If ChatGPT Takes All My Jobs… — Story Every Thursday

Tom Zompakos
4 min readJan 26, 2023

Things are mostly perfect. Mostly.

Chilling on a balcony, watching wooden fishing boats with tall prows on the North Atlantic from a surfing hostel in warm, sunny, breezy Taghazout.

The host gave me a speaker, and said he liked my music. I have this shaded seaside patio all to myself.

But you see…I’m reading about this ChatGPT thing. Watching some videos on it.

A year ago, AI could only write non-sequiturs that demonstrated there was no real mind buried in all the algorithms.

“Batman throws Alfred at the clue.”

Moronic sentences based on frequency of word use.

But now…now it’s good. Kids are making it write college essays for them. It can crank out an advertisement, an SEO article, a web page, anything I ever got paid money to write.

Non-sequiturs and headaches aside, it’s only a matter of time before employers figure out you don’t have to pay for ChatGPT’s health insurance. Plus, the technology will only get better going forward.

For now at least, Odd Jobs & After Hours isn’t bringing in enough to replace my “real” jobs. And now they’re building a robot to replace those.

Time to become something else.

But what?

Plenty of people did during the Industrial Revolution, right? Fair is fair.

But maybe…there isn’t a “something else” to become, and this ChatGPT thing signals the long, slow slide towards homelessness.

Sleeping in bus stops in the rain, wondering what happened to the guy with the laptop job surfing and partying across Europe and Africa, I mean, it’s not impossible, right? It’s not historically unheard of, it’s not -

“Tom! Tom! We must go to Agadir for a couple of hours. We leave you in charge of the hostel?”

I sit up and take off my sunglasses. Samad, the host of the hostel is peering around the corner, desperation in his eyes.

“Samad. I’m on vacation.”

“Yes, yes, of course, but for one hour, two hour, you answer the door if it rings, give new person towel from behind the desk, ask their room number and bring them there? We bring you anything you want from Agadir, anything to eat, drink, smoke, tell me and it’s yours.”

“Thanks, but I’m stocked up. I don’t need anything from Agadir.”

“Please, we are out of staff, and if you must leave, of course this is OK, but if you will be here with your music anyway…please?”

Seagulls crow and dive for fish.

“Ok, you got it.”

Samad clasps his hands in gratitude, and off he goes on his motorbike to Agadir.

Mostly, I hang out and do exactly what I was already doing.

One guest arrives in half an hour, and I bring him a towel and show him to room four. Easy.

Now as an American, you spend a ton of time around well-run businesses. You just do. And looking around at the surf hostel I now run, I consider everything that went wrong when I arrived.

The vision becomes clear: hire some of local women to do the towel and linen washing, get that running like a clock.

_Natural-language region descriptions:_
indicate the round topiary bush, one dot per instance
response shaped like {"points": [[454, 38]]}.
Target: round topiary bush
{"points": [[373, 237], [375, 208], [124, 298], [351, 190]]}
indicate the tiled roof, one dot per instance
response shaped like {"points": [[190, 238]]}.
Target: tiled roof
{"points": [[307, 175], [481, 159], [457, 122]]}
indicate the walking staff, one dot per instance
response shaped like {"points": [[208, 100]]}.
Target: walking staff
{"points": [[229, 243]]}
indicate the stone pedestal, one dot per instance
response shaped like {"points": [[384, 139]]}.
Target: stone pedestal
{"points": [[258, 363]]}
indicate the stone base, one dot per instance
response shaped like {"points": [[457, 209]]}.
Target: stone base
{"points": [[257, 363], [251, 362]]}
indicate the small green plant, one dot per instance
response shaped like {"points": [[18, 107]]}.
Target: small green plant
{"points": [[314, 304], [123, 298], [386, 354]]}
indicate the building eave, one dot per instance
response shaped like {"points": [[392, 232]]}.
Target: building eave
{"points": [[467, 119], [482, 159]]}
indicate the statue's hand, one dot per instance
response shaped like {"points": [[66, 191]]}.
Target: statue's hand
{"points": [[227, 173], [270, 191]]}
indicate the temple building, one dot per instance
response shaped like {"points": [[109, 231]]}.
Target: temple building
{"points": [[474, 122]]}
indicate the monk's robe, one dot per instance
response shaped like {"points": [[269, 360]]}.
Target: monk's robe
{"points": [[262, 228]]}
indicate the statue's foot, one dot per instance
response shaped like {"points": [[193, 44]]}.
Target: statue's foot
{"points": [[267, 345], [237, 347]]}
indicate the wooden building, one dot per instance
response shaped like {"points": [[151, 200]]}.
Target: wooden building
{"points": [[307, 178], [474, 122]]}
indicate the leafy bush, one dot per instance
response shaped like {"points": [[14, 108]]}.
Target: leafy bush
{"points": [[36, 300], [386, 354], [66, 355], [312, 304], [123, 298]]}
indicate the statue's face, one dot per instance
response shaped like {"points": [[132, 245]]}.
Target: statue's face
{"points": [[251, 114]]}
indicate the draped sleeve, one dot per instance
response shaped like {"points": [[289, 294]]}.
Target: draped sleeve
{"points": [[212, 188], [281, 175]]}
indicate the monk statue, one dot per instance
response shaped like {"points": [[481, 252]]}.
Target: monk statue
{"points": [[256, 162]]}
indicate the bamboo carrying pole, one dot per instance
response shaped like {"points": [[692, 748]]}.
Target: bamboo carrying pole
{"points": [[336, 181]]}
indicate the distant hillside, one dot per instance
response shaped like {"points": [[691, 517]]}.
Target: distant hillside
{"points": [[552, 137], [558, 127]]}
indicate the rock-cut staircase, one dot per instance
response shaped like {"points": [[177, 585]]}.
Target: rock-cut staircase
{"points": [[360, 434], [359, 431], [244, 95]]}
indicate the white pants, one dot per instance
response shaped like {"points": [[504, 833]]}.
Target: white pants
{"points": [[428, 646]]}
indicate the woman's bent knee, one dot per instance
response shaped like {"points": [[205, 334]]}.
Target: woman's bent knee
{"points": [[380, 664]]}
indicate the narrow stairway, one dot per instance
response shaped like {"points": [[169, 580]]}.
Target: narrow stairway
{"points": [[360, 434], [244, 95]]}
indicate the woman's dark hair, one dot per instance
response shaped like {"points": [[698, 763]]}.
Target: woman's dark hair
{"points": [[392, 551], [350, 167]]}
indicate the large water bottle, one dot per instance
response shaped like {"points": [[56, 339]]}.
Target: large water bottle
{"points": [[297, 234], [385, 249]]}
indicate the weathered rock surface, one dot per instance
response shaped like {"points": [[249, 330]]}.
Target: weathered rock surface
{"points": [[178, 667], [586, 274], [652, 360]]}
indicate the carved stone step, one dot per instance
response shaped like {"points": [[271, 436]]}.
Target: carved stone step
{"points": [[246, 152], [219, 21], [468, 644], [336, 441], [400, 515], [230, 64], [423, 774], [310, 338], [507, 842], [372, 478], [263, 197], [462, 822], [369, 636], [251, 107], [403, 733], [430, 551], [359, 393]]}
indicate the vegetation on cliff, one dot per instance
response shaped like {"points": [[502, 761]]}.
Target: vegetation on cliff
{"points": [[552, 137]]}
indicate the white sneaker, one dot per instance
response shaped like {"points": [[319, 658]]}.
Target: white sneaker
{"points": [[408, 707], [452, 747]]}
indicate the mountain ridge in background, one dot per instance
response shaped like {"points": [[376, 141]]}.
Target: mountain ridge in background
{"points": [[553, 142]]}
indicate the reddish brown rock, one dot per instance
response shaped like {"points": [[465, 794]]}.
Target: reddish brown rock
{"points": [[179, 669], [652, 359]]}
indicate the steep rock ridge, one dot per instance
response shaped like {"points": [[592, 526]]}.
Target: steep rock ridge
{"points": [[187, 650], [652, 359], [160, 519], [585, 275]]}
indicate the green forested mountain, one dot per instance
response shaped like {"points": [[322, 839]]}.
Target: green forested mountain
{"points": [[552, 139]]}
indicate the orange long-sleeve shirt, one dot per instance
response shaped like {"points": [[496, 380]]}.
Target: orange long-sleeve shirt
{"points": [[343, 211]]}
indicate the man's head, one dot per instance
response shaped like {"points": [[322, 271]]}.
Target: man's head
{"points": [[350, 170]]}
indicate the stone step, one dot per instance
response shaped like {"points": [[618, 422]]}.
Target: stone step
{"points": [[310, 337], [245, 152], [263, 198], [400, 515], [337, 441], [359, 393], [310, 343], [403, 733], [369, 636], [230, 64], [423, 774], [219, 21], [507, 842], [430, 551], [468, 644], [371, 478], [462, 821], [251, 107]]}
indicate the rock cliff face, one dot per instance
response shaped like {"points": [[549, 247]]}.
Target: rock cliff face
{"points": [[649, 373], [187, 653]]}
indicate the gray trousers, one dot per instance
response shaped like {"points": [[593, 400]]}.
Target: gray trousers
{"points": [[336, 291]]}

_Work to complete:_
1: Answer these questions from the ChatGPT story above, one line each:
(a) In what town is the surfing hostel?
(b) Where does Samad need to go?
(c) Which room does the new guest get?
2: Please say whether each statement agrees with the ChatGPT story. Answer yes or no and quote the deciding words.
(a) The host gave the narrator a speaker.
(b) Samad leaves for Agadir by car.
(c) The new guest arrives two hours after Samad leaves.

_Solutions to the exercise:_
1:
(a) Taghazout
(b) Agadir, for a couple of hours
(c) Room four

2:
(a) Yes: "The host gave me a speaker, and said he liked my music."
(b) No: "off he goes on his motorbike to Agadir."
(c) No: "One guest arrives in half an hour"